Wymagania zadania:
Powtórz bez zmian wiersze danych, zaczynając od wiersza zawierającego „Please locate the purple” i kończąc na ostatnim wierszu danych, z oboma krańcami włącznie. Obrazy pomiń w odpowiedzi.

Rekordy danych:
· · · · · · ·

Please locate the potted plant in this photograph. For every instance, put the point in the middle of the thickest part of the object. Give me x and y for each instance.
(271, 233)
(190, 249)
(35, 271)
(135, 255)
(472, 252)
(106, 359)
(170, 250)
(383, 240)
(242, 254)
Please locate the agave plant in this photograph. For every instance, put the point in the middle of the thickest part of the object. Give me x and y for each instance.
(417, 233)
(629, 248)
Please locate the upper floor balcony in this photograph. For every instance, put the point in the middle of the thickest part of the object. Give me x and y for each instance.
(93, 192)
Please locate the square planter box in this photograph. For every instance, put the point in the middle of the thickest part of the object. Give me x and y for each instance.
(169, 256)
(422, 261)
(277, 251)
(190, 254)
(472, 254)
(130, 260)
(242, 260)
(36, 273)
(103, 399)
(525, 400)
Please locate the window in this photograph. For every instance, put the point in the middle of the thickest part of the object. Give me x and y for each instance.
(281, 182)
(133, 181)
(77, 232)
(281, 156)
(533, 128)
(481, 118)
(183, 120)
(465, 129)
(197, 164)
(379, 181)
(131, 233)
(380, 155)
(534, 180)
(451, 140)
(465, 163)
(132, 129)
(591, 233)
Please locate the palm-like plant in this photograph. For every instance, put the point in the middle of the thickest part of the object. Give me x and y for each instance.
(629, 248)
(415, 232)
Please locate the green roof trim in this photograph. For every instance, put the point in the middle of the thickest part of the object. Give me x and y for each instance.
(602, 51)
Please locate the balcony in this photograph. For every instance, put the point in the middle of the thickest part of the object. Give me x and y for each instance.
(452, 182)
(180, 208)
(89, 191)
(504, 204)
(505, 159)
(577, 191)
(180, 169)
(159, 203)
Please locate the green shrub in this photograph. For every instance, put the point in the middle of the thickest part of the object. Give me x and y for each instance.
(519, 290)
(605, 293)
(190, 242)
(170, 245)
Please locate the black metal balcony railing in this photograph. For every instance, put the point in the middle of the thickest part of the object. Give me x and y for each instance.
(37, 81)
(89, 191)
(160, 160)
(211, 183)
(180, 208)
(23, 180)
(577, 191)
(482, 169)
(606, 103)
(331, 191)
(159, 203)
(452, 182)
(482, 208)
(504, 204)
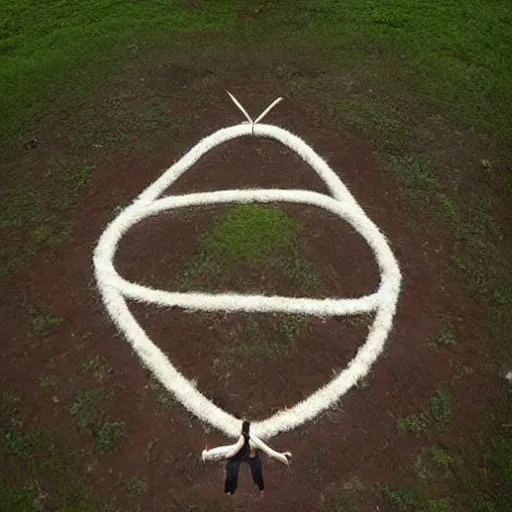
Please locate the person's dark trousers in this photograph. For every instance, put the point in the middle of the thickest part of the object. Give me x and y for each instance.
(232, 471)
(257, 471)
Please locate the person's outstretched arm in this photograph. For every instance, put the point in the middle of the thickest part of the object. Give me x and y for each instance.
(284, 457)
(223, 452)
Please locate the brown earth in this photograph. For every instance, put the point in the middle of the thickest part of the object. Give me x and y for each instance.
(358, 438)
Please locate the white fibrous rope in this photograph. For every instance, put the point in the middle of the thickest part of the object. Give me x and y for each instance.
(115, 290)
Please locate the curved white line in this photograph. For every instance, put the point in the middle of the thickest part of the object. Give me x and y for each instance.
(113, 286)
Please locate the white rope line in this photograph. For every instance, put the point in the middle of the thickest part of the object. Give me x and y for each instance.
(115, 290)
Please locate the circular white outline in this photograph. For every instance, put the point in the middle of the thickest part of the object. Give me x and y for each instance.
(114, 288)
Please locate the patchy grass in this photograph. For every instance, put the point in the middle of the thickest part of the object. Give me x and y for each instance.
(52, 478)
(136, 486)
(32, 212)
(109, 435)
(348, 498)
(87, 408)
(88, 412)
(249, 238)
(48, 382)
(447, 336)
(98, 367)
(42, 320)
(292, 326)
(254, 344)
(414, 499)
(438, 413)
(249, 233)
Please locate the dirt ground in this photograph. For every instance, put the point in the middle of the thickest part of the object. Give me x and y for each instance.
(354, 444)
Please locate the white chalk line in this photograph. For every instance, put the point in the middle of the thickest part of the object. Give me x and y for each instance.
(115, 289)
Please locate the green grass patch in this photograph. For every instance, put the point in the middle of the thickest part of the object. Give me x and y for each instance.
(136, 486)
(109, 435)
(249, 237)
(255, 344)
(447, 336)
(249, 233)
(33, 213)
(42, 321)
(87, 409)
(438, 413)
(414, 499)
(51, 477)
(98, 367)
(48, 382)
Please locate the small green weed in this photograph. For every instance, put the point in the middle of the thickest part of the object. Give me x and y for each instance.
(441, 406)
(44, 324)
(290, 327)
(48, 382)
(447, 335)
(438, 413)
(108, 436)
(442, 458)
(98, 367)
(136, 486)
(414, 423)
(87, 408)
(248, 233)
(347, 499)
(149, 451)
(42, 321)
(413, 499)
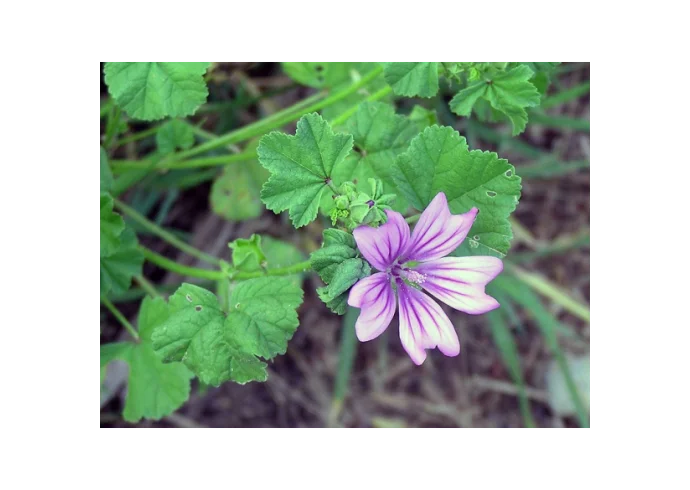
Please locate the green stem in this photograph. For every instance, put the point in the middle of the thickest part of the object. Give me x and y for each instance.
(172, 266)
(278, 119)
(120, 166)
(165, 235)
(278, 271)
(120, 317)
(147, 286)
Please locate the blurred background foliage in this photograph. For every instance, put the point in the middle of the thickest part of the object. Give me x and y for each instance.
(525, 366)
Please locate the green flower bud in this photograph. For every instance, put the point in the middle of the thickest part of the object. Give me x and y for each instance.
(349, 190)
(342, 202)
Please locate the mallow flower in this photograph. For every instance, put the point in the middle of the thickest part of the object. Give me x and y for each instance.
(411, 266)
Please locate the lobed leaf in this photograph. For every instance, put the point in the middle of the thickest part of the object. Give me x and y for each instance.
(150, 90)
(439, 160)
(412, 78)
(154, 389)
(301, 167)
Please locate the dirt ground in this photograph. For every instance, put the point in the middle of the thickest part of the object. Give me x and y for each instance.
(472, 392)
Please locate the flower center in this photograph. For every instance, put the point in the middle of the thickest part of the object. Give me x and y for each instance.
(409, 275)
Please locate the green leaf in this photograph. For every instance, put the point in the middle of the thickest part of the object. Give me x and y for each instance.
(338, 264)
(236, 193)
(509, 92)
(338, 246)
(464, 101)
(381, 135)
(154, 389)
(118, 269)
(423, 117)
(280, 253)
(247, 254)
(174, 134)
(412, 78)
(263, 314)
(345, 275)
(105, 176)
(217, 348)
(439, 160)
(151, 90)
(111, 226)
(300, 167)
(337, 305)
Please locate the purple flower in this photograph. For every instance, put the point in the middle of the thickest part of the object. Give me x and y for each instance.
(457, 281)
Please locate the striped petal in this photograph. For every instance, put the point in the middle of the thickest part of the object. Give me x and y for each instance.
(424, 325)
(375, 297)
(383, 245)
(460, 281)
(438, 232)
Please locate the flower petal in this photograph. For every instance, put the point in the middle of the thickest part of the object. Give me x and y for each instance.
(438, 232)
(460, 281)
(376, 298)
(424, 325)
(382, 245)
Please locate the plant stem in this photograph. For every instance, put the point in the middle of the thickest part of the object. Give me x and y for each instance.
(278, 271)
(278, 119)
(165, 235)
(120, 317)
(120, 166)
(183, 270)
(147, 286)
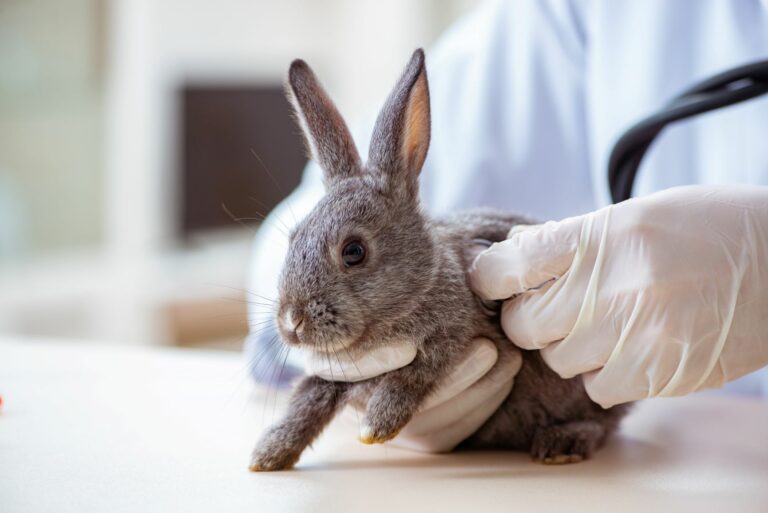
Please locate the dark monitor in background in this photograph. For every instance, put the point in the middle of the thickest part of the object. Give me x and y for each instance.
(239, 147)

· · · · · · ·

Odpowiedź do ćwiczenia:
Please locate the purple flower in this photograph. For every instance, put the point in the middle of the thickest part of the object. Give me x and y for each instance.
(457, 281)
Please locate the striped petal in this photograph. For every instance, put the point in the middle of the thickest part of the object. Give me x and y for each instance.
(424, 325)
(375, 297)
(383, 245)
(460, 281)
(438, 232)
Please locate the flower petal in this photograph. For every instance, put the point in the middle of the thickest part of the object. Give me x and y for each instance.
(438, 232)
(460, 281)
(376, 298)
(424, 325)
(382, 245)
Please locate the plant stem in this photograph. For every instance, put the point in the middle of the thickest part of the object. Give me x and y for each instance.
(278, 271)
(278, 119)
(165, 235)
(120, 317)
(120, 166)
(183, 270)
(147, 286)
Please locate the dark monitor in background in this photograph. For every instance, put the point in the middle of the thickest part of the object. Give me x and y for each instance.
(239, 147)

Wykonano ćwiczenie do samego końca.